--- Begin Excerpted text ---

Mortise and tenon joints/ tools needed
Hi,
Got a question concerning mortise and tenon joints. What is the best chisel for the job? Bevel edged chisel? and what size? Of course that depends on the width of the mortise. What is the easiest chisel to use for a beginner? I have been reading about how to use a Router to make mortise and tenon joints but I have not mastered the router yet. I am familiar with the fixed router but not the plunge router. Not quite sure how to set the depth on those. So for now I think I’d rather try it the old fashion way….using hand tools. Much much safer. ๐ I could use my hand held drill to bore holes and then chisel out the waste. Any pointers/tips on how best to make a mortise and tenon using handtools would be appreciated. I am anxious to master the moritse and tenon joint since it’s considered one of the strongest joints plus it’s used a lot in basic furniture making. The small woodworking bench I was interested in building requires the legs to be joined using mortise and tenon joints. Too bad we can’t all own a Mortising power tool like the one Norm Abrahm uses on his show ……The Yankee Workshop! It’s going to take me an eternity to cut 8 moritse and tenon joints. LOL Might just be worth my effort to get to know my router a bit better.
Wanda
Replies
IMO, for what its worth, you would be well served to bore the holes and clean out the waste with a bench chisel. Especially if you're new to mortise and tenon joinery, doing it this way at first can be very instructive. The second option would be to purchase a mortising chisel sized to the mortise you are creating. Marples make them as well as some other tool makers. Using a mortising chisel is also instructive as you must make sure the chisel is at a right angle to the surface of the material before you strike. You wedge out the waste. I have made many hundreds of sucessful mortises with both these methods. As a matter of fact I resisted getting a machine to do this work until just recently when it became clear that my work load could use some help. I got a bench mortiser. I think that you can cut your 8 mortises by hand much quicker than setting up a jig for a router. Now, if you're intending to make a number of benches, that might be a different matter. But even then I wouldn't be one to recommend a router for the job. I think the most important tools in mortise and tenon joinery are marking gauges and a good saw to make the tenons. I have a number of good power tools, but my choice for making tenons is a bowsaw fitted with a 6 tpi blade resharpened to a rip saw. I find the tenons are much trickier than the mortises, but to make them fit properly a good gauge is most important. One little tip that will help is that when marking the shoulders for your tenons use a sharp knife to score the line and then using a very sharp bench chisel pare out a bevel on the waste side of the score. This will give you a slight ledge against which to start your saw and will make for a nice clean joint. Good luck
Wayne
http://www.gre.ac.uk/~eduweb/showcase/d&t/schools/resmat/woodjoints/index.htm
I have another good primer at home, but here's a basic "how-to"

--- End Excerpted text ---

- **Work to do**
a - In the mortise-and-tenon forum thread, what does Wayne choose for making tenons?
b - List every sentence in Wanda's post in the mortise-and-tenon forum thread that ends with a question mark.
c - Write the next part of the mortise-and-tenon forum thread, starting after its final line.

--- Begin Extracted records ---

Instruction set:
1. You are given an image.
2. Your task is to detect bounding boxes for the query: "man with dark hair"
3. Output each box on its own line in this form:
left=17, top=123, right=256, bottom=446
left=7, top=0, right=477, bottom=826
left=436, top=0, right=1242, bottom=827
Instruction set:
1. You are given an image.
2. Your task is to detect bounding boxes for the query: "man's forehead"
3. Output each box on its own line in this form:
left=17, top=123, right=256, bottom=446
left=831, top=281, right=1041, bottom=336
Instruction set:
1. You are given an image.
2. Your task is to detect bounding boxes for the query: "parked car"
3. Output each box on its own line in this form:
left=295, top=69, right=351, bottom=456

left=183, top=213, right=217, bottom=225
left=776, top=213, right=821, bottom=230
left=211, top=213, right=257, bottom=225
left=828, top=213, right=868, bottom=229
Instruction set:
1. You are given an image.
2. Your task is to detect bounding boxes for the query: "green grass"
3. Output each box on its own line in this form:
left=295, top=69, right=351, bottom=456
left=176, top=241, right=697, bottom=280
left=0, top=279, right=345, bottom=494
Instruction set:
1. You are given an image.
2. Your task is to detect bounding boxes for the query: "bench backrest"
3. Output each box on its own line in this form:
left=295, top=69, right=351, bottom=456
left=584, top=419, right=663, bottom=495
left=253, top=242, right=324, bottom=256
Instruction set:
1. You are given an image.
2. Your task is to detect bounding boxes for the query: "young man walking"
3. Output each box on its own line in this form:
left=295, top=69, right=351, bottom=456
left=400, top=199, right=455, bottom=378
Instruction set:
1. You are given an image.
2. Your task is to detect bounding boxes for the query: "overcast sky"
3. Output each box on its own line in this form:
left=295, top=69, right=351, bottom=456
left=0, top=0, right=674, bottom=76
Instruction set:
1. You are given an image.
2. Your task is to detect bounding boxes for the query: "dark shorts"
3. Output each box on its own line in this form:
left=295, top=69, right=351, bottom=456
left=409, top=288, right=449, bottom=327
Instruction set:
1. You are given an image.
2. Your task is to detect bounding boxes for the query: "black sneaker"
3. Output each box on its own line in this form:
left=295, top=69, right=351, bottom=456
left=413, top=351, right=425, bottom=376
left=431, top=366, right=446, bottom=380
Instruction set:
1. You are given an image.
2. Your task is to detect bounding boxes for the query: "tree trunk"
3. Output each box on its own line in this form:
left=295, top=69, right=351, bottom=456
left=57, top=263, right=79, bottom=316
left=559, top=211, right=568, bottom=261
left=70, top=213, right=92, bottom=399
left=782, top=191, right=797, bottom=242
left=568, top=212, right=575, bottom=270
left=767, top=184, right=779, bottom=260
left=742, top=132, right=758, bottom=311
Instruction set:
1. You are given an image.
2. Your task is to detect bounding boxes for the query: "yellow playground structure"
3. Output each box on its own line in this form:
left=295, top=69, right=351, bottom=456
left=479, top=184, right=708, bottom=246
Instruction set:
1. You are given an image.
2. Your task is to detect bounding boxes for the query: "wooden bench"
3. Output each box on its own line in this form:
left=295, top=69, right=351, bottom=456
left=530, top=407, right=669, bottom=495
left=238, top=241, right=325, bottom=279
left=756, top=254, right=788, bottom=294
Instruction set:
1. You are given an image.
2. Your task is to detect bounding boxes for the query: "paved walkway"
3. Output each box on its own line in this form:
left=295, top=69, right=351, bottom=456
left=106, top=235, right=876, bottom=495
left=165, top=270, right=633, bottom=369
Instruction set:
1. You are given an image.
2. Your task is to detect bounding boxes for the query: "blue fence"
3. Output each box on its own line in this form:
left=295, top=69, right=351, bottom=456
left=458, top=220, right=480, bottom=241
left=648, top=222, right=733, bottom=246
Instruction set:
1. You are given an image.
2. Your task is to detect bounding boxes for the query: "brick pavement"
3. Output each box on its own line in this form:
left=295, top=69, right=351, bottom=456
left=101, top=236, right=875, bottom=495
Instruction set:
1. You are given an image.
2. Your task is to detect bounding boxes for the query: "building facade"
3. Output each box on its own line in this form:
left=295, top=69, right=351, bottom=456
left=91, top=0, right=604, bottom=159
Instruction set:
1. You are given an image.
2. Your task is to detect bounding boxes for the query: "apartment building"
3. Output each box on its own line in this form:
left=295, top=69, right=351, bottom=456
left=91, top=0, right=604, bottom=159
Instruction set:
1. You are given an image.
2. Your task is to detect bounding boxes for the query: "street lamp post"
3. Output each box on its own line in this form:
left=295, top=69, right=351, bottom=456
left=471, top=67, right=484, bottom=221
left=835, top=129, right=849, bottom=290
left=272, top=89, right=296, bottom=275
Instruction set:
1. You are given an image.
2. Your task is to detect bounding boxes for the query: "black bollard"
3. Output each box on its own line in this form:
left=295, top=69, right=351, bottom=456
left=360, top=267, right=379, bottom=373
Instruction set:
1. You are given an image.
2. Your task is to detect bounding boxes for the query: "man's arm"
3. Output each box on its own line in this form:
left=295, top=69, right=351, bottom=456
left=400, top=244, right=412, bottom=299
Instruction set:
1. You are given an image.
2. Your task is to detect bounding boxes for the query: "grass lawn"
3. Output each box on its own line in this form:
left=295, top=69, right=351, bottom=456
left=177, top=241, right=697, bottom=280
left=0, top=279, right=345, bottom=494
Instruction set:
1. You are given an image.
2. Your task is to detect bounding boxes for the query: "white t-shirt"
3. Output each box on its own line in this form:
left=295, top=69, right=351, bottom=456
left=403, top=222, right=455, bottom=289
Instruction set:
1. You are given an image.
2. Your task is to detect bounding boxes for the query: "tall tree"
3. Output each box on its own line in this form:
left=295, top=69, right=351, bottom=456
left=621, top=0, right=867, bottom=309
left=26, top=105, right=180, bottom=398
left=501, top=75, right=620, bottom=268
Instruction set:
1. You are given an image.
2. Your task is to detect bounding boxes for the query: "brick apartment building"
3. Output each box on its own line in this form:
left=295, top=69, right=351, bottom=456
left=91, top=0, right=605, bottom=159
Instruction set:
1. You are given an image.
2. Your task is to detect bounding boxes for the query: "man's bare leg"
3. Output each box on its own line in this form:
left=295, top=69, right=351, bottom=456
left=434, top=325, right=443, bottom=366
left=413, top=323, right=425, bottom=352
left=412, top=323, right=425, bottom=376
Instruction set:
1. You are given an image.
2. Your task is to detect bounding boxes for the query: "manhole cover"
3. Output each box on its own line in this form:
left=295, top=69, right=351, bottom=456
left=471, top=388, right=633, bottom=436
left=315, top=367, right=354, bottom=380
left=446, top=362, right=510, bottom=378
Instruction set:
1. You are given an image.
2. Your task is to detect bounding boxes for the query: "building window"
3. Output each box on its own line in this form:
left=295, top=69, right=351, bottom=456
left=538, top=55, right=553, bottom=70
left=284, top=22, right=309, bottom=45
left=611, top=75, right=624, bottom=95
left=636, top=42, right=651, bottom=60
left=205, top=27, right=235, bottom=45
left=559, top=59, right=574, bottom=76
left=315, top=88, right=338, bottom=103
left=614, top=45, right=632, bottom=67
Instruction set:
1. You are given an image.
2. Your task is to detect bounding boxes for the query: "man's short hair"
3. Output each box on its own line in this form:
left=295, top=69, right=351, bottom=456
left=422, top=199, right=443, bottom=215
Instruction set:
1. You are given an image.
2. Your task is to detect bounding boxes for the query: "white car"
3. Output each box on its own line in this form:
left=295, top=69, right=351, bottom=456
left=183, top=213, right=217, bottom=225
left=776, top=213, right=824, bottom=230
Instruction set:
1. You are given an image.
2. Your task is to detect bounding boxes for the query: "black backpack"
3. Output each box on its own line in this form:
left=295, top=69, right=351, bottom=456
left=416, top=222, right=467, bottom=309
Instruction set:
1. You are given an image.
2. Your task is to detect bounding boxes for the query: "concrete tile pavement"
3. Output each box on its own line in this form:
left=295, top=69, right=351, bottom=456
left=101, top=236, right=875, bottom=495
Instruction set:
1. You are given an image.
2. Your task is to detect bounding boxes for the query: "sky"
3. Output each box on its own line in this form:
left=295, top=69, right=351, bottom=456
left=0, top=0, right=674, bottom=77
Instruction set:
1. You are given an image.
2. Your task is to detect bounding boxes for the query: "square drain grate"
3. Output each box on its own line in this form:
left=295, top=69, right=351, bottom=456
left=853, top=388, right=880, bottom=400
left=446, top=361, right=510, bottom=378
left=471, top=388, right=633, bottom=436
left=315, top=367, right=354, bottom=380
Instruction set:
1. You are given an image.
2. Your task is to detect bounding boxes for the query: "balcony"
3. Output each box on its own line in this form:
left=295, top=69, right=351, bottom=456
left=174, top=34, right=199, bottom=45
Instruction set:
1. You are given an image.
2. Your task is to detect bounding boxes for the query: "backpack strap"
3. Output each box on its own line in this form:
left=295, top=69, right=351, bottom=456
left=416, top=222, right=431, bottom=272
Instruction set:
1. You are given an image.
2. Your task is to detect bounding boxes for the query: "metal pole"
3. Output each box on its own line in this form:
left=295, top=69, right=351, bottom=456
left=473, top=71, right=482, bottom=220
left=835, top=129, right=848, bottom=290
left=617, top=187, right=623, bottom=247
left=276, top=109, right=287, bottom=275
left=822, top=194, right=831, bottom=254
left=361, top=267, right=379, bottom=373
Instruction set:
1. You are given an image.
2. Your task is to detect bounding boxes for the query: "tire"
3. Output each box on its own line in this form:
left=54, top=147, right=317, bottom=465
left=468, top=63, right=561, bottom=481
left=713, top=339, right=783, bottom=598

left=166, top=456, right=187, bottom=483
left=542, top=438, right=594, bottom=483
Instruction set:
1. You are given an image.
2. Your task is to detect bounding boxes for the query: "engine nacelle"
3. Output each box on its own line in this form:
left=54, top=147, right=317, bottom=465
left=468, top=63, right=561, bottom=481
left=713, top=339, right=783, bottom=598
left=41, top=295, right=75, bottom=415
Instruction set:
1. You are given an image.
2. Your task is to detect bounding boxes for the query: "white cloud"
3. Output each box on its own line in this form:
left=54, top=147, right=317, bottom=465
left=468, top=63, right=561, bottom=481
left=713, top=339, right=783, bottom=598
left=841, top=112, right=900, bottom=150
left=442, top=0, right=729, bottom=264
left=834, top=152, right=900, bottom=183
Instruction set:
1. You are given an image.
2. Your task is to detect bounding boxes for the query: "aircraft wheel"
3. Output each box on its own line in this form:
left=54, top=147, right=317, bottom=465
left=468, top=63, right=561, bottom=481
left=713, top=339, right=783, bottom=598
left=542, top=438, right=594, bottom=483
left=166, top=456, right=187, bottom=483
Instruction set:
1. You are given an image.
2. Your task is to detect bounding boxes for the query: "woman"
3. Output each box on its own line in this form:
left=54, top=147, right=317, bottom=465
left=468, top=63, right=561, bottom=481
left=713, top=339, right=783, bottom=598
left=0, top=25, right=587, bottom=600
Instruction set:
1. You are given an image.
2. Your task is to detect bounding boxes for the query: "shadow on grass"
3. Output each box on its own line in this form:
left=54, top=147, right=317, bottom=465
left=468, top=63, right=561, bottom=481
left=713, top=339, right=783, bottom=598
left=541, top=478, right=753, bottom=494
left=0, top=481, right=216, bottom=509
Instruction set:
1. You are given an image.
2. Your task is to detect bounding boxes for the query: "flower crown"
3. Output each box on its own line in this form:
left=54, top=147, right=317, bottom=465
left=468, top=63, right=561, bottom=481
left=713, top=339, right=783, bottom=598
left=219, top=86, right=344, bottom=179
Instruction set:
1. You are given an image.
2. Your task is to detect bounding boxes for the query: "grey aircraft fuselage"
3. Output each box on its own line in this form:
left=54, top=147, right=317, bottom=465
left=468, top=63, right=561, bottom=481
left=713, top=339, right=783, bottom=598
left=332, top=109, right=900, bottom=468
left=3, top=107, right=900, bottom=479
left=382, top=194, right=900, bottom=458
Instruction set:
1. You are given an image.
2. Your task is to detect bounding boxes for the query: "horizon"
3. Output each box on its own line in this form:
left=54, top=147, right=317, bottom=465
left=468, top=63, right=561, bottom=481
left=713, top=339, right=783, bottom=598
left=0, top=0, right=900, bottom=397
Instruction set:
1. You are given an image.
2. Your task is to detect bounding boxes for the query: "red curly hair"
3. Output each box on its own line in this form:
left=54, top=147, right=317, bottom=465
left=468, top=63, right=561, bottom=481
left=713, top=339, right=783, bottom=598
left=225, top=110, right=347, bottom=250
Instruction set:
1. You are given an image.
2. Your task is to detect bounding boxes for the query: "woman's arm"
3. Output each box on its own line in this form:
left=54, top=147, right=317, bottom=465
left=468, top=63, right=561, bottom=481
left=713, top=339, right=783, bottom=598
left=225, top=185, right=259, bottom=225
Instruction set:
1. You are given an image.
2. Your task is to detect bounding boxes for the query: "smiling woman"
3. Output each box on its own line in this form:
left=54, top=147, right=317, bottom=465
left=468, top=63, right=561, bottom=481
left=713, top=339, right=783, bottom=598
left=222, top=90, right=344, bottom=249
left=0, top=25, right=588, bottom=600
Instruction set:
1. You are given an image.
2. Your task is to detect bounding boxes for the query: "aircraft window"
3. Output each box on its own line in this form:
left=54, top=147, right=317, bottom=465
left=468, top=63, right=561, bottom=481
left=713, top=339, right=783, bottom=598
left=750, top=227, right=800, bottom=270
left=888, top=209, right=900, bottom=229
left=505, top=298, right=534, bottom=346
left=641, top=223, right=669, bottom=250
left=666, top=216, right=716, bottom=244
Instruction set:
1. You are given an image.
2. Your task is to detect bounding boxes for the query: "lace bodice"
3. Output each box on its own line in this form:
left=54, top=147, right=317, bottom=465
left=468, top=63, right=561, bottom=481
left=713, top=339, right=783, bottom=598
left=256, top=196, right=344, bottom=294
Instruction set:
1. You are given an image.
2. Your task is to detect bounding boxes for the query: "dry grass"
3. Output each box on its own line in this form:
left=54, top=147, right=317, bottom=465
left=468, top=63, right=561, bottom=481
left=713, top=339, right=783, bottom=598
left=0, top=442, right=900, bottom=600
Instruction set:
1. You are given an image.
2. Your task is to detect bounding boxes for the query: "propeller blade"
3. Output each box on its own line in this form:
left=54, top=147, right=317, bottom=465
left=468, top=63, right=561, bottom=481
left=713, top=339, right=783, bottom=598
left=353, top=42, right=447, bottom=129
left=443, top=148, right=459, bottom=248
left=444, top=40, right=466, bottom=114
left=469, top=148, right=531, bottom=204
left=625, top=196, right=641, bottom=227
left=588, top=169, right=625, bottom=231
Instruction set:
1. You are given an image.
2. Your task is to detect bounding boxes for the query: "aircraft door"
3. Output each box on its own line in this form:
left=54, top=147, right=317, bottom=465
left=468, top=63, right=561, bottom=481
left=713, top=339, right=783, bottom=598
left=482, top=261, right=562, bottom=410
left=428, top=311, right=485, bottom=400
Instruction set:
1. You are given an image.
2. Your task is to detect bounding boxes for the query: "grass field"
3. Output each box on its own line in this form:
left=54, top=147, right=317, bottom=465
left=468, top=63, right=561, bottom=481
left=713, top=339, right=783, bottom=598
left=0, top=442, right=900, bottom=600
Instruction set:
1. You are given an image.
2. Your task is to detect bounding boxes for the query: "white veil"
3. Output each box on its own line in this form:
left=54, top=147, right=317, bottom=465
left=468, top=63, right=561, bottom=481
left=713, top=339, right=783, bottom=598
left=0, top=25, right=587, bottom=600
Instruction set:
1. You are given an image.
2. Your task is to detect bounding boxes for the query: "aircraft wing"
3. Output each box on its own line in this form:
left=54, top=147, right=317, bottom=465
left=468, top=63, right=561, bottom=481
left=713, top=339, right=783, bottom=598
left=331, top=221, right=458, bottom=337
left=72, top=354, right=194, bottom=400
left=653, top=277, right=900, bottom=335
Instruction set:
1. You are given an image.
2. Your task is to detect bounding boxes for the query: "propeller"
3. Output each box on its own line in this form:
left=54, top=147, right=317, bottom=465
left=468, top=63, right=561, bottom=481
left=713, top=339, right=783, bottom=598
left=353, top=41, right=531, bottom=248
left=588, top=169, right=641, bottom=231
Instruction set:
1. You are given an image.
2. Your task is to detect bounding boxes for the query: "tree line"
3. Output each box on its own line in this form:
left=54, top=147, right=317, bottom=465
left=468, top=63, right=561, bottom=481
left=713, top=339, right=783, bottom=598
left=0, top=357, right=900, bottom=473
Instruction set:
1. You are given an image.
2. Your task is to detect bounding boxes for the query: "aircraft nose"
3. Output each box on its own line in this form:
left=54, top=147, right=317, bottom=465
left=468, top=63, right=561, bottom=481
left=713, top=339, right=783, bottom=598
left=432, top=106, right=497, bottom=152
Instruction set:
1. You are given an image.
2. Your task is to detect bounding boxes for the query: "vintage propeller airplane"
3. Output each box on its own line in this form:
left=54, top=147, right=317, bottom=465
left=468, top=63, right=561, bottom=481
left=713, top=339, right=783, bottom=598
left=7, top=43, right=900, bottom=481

--- End Extracted records ---

- **Results**
a - A bowsaw fitted with a 6 tpi blade resharpened to a rip saw.

b -
- What is the best chisel for the job?
- Bevel edged chisel?
- and what size?
- What is the easiest chisel to use for a beginner?

c -
Cheers, eddie
Edited 9/3/2002 8:08:17 PM ET by eddie
nothing wrong with a bench top drill press, some good bits and sharp chisels. Practice makes perfect, and i still practice on joinery in my spare time and left overs.
Bits and braces arent to be ignored either.
Wanda,
A mortise chisel. Chopping mortises the traditional way is lots of fun (at least for me) and it goes surprisingly fast.
If you don't mind, a few pointers:
Begin by getting just the one or two sizes you need for your project. Resist the temptation to buy a set. Most of my work is with stock that's rarely thicker than 6/4. I don't remember ever using two of the chisels I got when I bought a set. Had I taken my own advice I could have gotten fewer, but better quality chisels for the same dollars.
Sharpen the chisel before you try to use it. I put a thirty degree bevel on my mortising chisels; these aren't dainty tools. If I'm chopping into a real hard wood I will often put on an additional micro-bevel.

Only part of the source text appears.